Wednesday, March 13, 2019

Going, Going... Gone

An Australian study of species at risk finds about 1,200 of the 5,457 species of birds, mammals and amphibians examined face almost certain extinction.

The new research, published in PLOS Biology, maps “hotspots” where species are most affected by threats such as agriculture, urbanisation, night lighting, roads, rail, waterways and population density, and “coolspots” that provide refuge from these threats.

The team looked only at threats that were known to affect a species within its habitat range and found that for the majority of wildlife studied, intrusions were “extensive” across most habitat, “severely limiting the area within which species can survive”. 
They said most concerning was their finding that 1,237 species – nearly a quarter of the animals assessed – were affected by threats across more than 90% of their distribution.
The countries most affected are in southeast Asia.

The same study group mapped the remaining wilderness areas. It looks like this:

Green and blue, that's it.


Rural said...

Slightly off topic... or perhaps not... Have you seen this, not that we can do bugger all to stop it at this point except pray for humanity.....
…..according to the report released at the United Nations Environment Assembly.

▸ EXERCISE BRIEF
List each threat that the species-at-risk passage names when it describes how the study maps "hotspots." The material has no connection to the species-at-risk passage.

▸ EXTRACTED INFORMATION
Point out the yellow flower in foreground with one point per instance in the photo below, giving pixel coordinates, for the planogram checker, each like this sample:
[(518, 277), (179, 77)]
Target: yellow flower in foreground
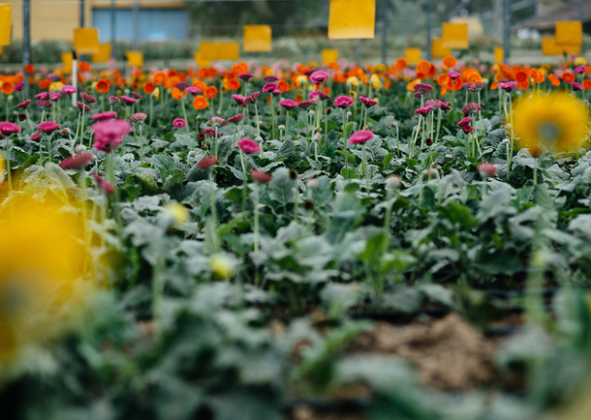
[(557, 122), (42, 259), (178, 213), (221, 266)]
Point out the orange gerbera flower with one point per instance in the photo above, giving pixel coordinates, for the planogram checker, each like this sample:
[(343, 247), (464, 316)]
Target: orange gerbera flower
[(212, 72), (240, 67), (449, 62), (44, 84), (200, 84), (84, 66), (7, 88), (149, 87), (159, 77), (211, 92), (103, 85), (400, 64), (200, 102), (283, 86), (568, 77), (424, 66), (553, 79)]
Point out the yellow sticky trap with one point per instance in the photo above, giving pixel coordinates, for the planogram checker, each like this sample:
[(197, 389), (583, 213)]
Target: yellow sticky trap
[(67, 60), (499, 54), (257, 38), (330, 56), (103, 54), (412, 55), (86, 40), (455, 36), (549, 47), (438, 50), (219, 50), (569, 33), (200, 61), (5, 22), (135, 58), (352, 19)]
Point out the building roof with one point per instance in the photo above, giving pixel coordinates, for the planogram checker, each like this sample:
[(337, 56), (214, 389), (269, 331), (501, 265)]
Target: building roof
[(564, 11)]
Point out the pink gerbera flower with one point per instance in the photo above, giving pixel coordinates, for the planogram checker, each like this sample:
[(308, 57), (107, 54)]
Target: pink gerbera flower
[(248, 146)]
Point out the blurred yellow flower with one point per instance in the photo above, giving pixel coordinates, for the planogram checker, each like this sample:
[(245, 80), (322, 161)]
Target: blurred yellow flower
[(42, 259), (178, 213), (221, 266), (557, 122)]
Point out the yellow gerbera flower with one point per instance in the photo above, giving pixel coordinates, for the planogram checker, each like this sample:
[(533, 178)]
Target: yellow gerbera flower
[(557, 122)]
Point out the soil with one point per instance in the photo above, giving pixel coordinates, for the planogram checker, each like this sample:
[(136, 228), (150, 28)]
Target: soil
[(450, 354)]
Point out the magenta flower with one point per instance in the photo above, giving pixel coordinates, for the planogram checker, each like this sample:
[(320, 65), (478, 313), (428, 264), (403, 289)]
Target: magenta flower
[(77, 161), (269, 87), (487, 169), (48, 127), (288, 104), (464, 121), (108, 135), (138, 117), (343, 102), (367, 101), (245, 76), (360, 137), (305, 104), (7, 127), (318, 77), (107, 115), (236, 118), (248, 146), (68, 89), (219, 122), (260, 176), (207, 162), (193, 90), (87, 98), (24, 104), (128, 100), (179, 123), (103, 184)]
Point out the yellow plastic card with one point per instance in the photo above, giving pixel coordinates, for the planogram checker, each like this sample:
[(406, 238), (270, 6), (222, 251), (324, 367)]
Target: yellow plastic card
[(135, 58), (86, 40), (200, 61), (412, 55), (438, 50), (455, 36), (330, 56), (352, 19), (103, 54), (5, 22), (499, 54), (549, 47), (219, 50), (569, 33), (67, 60), (257, 38)]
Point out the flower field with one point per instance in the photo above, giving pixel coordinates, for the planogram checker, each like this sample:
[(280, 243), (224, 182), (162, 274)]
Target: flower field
[(306, 242)]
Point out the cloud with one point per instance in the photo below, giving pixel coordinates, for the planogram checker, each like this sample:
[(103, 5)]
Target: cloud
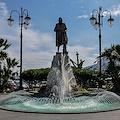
[(84, 54), (83, 16), (115, 10), (38, 47)]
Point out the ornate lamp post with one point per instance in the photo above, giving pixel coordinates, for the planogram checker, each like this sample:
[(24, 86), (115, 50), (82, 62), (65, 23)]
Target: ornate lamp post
[(97, 22), (21, 23)]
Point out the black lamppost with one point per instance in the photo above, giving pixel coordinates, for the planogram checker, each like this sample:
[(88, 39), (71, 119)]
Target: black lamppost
[(21, 23), (97, 22)]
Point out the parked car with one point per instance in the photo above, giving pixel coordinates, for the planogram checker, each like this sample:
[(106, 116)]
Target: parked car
[(25, 85), (11, 85)]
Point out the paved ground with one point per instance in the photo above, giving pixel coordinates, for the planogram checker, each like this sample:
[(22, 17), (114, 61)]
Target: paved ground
[(8, 115)]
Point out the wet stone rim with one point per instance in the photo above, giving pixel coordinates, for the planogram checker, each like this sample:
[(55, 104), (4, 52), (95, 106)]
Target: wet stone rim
[(42, 112)]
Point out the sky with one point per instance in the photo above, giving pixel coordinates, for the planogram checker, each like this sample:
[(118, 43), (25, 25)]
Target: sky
[(39, 39)]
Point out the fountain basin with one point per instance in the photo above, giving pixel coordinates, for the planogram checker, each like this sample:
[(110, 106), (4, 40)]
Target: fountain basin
[(95, 101)]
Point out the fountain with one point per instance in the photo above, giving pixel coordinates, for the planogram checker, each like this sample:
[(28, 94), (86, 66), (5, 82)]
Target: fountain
[(59, 95)]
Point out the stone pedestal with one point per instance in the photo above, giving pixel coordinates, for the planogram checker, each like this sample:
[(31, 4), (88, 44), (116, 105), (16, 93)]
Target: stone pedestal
[(60, 78)]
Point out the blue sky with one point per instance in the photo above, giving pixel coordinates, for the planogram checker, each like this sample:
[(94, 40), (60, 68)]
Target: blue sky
[(39, 38)]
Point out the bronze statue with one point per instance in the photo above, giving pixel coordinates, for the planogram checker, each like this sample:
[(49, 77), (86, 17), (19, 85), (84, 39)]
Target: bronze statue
[(61, 35)]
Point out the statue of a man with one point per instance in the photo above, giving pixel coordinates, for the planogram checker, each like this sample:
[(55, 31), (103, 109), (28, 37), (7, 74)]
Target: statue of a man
[(61, 35)]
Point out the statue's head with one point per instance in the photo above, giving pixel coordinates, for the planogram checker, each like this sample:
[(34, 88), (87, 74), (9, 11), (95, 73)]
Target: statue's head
[(60, 20)]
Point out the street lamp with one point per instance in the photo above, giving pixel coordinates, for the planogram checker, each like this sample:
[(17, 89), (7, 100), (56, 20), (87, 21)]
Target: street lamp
[(21, 23), (97, 22)]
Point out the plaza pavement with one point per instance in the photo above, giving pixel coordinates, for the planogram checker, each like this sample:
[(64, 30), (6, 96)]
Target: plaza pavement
[(9, 115)]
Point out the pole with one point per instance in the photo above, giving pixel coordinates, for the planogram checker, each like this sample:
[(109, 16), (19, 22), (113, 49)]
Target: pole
[(99, 16), (100, 50), (21, 51)]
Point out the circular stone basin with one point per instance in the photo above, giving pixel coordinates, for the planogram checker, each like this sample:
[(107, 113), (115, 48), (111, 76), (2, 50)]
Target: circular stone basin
[(94, 101)]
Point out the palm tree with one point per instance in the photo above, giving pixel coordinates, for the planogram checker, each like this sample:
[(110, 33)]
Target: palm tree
[(4, 45), (8, 70), (112, 54)]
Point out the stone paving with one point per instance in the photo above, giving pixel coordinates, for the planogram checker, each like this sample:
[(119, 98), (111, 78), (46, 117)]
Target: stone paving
[(8, 115)]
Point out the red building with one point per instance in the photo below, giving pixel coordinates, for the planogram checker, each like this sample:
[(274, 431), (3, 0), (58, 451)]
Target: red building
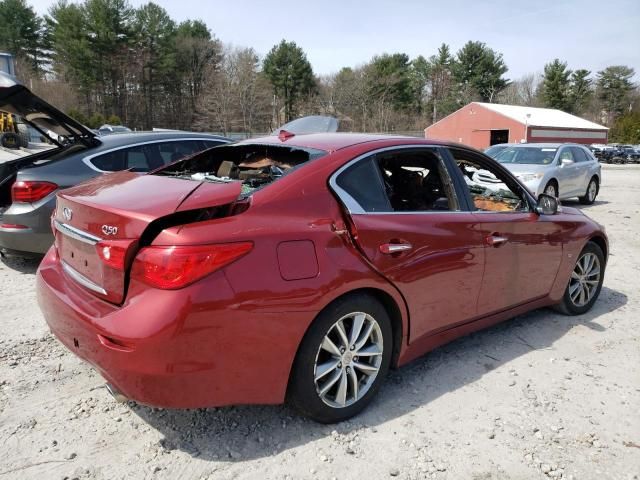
[(481, 125)]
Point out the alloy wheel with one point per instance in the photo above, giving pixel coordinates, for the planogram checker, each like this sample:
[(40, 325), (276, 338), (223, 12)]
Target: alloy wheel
[(551, 190), (348, 360), (585, 279), (592, 190)]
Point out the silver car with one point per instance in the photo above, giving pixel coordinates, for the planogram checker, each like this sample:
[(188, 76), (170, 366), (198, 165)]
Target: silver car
[(562, 170)]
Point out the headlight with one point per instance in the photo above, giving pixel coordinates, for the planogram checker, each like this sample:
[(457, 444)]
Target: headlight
[(527, 177)]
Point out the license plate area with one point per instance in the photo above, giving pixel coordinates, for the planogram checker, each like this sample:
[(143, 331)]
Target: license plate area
[(80, 256)]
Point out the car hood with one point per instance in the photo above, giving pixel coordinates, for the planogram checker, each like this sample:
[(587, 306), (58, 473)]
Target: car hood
[(17, 99)]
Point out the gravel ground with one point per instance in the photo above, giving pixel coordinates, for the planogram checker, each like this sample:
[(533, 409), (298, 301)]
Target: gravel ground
[(541, 396)]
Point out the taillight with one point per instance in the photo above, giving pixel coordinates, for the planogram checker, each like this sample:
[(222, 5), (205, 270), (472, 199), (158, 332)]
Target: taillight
[(27, 191), (114, 252), (176, 267)]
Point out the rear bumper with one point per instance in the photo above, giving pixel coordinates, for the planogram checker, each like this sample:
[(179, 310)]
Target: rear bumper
[(175, 349), (36, 238)]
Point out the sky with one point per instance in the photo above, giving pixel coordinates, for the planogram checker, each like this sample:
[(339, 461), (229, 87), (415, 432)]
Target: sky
[(587, 34)]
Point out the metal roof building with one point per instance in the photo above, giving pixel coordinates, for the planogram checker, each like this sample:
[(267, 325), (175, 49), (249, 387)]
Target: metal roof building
[(481, 125)]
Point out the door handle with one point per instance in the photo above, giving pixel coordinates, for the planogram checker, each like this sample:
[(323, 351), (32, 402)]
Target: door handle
[(391, 248), (496, 240)]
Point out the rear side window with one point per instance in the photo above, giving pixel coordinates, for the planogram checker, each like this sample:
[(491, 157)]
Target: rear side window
[(579, 155), (404, 180), (363, 184)]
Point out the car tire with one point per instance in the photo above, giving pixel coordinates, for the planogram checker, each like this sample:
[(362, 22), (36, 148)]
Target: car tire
[(585, 282), (591, 193), (329, 383), (551, 186)]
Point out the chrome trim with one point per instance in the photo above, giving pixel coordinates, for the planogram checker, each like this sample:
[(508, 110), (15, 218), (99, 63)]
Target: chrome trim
[(76, 233), (353, 206), (81, 279), (87, 160)]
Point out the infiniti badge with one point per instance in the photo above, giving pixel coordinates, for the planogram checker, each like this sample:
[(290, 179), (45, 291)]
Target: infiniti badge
[(109, 230), (67, 213)]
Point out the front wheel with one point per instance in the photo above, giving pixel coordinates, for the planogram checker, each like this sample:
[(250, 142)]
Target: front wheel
[(585, 282), (551, 189), (591, 193), (342, 360)]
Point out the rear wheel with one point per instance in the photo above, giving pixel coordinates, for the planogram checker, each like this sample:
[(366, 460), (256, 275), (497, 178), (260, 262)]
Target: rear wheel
[(551, 188), (585, 282), (591, 194), (342, 360)]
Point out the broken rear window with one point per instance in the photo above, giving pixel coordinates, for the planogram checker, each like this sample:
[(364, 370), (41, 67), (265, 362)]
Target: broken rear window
[(254, 165)]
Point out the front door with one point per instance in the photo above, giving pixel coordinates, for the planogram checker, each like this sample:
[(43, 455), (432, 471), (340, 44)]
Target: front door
[(412, 230), (523, 249)]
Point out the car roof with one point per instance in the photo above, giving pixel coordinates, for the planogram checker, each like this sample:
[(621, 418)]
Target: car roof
[(336, 141), (546, 145), (122, 139)]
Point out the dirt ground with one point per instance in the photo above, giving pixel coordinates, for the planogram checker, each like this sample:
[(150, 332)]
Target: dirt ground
[(540, 396)]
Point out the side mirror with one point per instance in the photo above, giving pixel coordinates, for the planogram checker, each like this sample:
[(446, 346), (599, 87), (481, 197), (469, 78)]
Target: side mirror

▸ SOLUTION TO THIS EXERCISE
- agriculture
- urbanisation
- night lighting
- roads
- rail
- waterways
- population density